**** Selected extract ****

Wednesday August 17, 2011

OregonLive.com - Dear Colin: My dad is 61 and was diagnosed with Parkinson's disease in 2006. His medication helped initially, but not as much now and yields side effects. His balance is worsening, as is his strength and stamina. Can exercise help him? Thanks for any help you can provide.

It's more than likely exercise can help, but a little background first.

Parkinson's disease is a common neurological problem that is mainly the result of damage to an area of the brain that secretes dopamine, a neurotransmitter crucial for normal movement. Standard medical treatment involves drugs that either replace dopamine (Levodopa) and/or augment existing dopamine levels. One major problem with chronic use of these drugs, however, is their effectiveness declines over time while the risk of additional movement dysfunction increases (Neurology 1996).

****

» **Required tasks**:
**a)** In the column on Parkinson's disease and exercise, rewrite the paragraph beginning "Parkinson's disease is a common neurological problem" as a short bulleted list that keeps its main facts.
**b)** Write out a passage of the column on Parkinson's disease and exercise word for word, starting with "OregonLive.com - Dear" and going on through "little background first.".
**c)** Carry on the column on Parkinson's disease and exercise, beginning right after its last sentence.

**** Data extract ****

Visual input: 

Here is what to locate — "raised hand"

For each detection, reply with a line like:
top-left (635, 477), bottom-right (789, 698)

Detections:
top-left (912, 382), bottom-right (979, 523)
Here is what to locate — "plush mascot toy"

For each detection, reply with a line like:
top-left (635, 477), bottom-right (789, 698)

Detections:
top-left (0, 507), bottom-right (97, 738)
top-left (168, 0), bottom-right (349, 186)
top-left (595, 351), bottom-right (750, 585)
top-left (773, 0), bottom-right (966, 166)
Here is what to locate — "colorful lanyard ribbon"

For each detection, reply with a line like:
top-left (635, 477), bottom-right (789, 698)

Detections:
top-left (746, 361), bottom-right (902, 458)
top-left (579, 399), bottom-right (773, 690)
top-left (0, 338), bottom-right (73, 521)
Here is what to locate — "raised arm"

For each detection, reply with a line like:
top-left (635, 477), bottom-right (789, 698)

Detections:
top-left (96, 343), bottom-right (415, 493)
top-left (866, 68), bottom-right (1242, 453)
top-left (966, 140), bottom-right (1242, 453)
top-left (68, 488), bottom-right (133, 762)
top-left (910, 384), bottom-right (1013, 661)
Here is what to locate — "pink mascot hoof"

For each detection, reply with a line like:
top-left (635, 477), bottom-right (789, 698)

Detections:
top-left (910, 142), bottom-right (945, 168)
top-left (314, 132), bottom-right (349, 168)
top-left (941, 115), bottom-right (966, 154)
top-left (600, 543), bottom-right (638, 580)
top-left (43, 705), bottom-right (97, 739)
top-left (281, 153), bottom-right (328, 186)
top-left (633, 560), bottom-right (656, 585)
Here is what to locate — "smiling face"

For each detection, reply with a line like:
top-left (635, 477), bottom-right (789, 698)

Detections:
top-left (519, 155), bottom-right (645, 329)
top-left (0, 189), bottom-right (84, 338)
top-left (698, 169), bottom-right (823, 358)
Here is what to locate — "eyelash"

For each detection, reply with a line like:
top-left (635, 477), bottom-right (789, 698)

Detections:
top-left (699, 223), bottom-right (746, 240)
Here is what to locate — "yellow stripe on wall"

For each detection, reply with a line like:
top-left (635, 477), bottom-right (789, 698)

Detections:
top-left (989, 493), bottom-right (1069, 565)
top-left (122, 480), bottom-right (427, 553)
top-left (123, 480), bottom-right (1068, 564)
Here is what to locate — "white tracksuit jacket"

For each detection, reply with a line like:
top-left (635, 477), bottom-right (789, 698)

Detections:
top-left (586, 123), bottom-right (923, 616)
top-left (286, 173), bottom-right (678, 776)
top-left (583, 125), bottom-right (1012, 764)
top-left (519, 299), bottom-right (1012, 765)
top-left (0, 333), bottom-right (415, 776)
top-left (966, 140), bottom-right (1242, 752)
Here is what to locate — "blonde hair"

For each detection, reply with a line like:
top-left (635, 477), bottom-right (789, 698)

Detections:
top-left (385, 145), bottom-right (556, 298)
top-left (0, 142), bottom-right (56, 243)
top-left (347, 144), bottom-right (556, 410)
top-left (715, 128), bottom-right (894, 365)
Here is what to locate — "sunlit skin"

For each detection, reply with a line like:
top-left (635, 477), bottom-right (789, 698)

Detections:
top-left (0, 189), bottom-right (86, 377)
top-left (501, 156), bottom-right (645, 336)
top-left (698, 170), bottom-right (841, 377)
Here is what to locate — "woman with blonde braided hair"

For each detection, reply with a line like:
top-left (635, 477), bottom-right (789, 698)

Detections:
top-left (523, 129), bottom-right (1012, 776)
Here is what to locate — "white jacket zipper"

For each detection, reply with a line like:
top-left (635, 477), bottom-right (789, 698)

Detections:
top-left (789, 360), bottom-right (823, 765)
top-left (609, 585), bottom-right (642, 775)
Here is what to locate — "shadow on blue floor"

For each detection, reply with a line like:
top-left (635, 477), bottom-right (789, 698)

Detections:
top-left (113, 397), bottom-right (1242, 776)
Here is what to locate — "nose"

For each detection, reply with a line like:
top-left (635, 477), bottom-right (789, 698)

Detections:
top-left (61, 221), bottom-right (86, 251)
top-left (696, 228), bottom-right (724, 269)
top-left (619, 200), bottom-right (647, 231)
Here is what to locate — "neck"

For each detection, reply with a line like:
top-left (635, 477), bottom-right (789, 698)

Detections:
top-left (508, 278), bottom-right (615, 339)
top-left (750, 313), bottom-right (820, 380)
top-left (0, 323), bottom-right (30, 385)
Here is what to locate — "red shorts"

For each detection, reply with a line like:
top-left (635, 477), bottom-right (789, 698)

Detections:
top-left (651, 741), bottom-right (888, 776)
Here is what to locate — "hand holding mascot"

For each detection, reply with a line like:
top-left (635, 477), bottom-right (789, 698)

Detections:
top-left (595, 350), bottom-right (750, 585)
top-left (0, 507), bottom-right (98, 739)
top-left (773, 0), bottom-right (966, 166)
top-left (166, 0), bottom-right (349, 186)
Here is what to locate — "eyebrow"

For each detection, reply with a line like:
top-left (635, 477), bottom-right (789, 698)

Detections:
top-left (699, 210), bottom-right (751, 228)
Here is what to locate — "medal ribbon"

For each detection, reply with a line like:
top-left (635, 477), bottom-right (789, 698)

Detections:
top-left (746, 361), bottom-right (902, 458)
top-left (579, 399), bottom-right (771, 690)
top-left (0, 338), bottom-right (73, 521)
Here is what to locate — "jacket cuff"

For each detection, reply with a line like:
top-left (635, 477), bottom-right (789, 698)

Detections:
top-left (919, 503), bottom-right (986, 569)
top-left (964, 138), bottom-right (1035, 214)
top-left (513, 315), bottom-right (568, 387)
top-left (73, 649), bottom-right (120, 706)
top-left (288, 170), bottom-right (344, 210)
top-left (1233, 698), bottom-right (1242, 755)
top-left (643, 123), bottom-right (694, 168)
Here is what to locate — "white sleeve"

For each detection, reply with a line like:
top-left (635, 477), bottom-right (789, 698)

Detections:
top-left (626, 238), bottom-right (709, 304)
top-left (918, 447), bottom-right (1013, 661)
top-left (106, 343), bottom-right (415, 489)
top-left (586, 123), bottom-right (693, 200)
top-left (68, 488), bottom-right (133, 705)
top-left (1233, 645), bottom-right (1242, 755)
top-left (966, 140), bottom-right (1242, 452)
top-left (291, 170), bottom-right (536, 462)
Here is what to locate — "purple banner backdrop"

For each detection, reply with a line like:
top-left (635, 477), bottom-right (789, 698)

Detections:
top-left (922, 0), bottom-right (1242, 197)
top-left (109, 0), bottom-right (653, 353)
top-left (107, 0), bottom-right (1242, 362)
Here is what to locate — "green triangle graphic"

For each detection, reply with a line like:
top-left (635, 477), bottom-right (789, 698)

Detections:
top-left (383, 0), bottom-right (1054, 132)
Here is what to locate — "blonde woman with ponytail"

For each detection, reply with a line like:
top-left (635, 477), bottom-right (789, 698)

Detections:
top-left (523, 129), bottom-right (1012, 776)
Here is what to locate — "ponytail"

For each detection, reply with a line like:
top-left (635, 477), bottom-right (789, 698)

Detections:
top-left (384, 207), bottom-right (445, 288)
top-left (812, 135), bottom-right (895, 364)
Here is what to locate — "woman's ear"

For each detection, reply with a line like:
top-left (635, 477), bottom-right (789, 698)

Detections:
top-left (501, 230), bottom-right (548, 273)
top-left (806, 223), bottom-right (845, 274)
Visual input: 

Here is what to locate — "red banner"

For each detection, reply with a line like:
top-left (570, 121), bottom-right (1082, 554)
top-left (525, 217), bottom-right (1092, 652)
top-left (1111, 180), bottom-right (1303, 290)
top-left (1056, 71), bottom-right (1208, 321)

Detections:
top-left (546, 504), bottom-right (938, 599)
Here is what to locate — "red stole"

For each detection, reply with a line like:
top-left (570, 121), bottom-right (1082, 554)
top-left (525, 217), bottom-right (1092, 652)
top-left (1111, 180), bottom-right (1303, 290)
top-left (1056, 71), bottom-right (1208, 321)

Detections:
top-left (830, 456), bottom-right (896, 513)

****

» **Task answers**:
**a)**
- Parkinson's disease is a common neurological problem.
- It results mainly from damage to a brain area that secretes dopamine, a neurotransmitter crucial for normal movement.
- Standard treatment uses drugs that replace dopamine (Levodopa) and/or augment existing dopamine levels.
- With chronic use, these drugs become less effective over time while the risk of additional movement dysfunction increases (Neurology 1996).

**b)**
OregonLive.com - Dear Colin: My dad is 61 and was diagnosed with Parkinson's disease in 2006. His medication helped initially, but not as much now and yields side effects. His balance is worsening, as is his strength and stamina. Can exercise help him? Thanks for any help you can provide.

It's more than likely exercise can help, but a little background first.

**c)**
There's exciting news, however. Studies on the use of exercise therapy in helping attenuate or even reverse Parkinson's symptoms have shown tremendous promise in its ability to stimulate dopamine production while protecting neurons that typically deteriorate in Parkinson's (Neuroscience 2003, Neurobiology of Disease 2003, Neurorehabilitation and Neural Repair 2005).

A compelling benefit of exercise therapy (as long as it's implemented correctly) is that it can be highly effective long-term and yields no side effects. However, its effectiveness largely depends on the willingness of the person with Parkinson's to commit to a therapy program.

Recently at the "Shake It Till We Make It" event at Pumpkin Ridge Golf Club, I had the privilege of meeting former Trail Blazers standout Brian Grant, an inspiring example of this commitment. Grant, diagnosed with Parkinson's in 2008, says, "Exercise is very important in dealing with PD, because when I'm not exercising I really notice (negative) changes in my body, especially my resting tremor." His website (poweringforward.org) is a resource for people with Parkinson's that includes research and insights on the disease.

Barney Hyde, a board member of the Brian Grant Foundation, was diagnosed with Parkinson's in 2005. He considers exercise essential, saying, "Exercise is tremendous. When I don't exercise, I pay a price in the form of increased stiffness and loss of balance."

As a board member, Hyde says the foundation seeks to provide not just answers to common questions on Parkinson's, but also to serve as a communication medium for people with Parkinson's so they don't feel alone.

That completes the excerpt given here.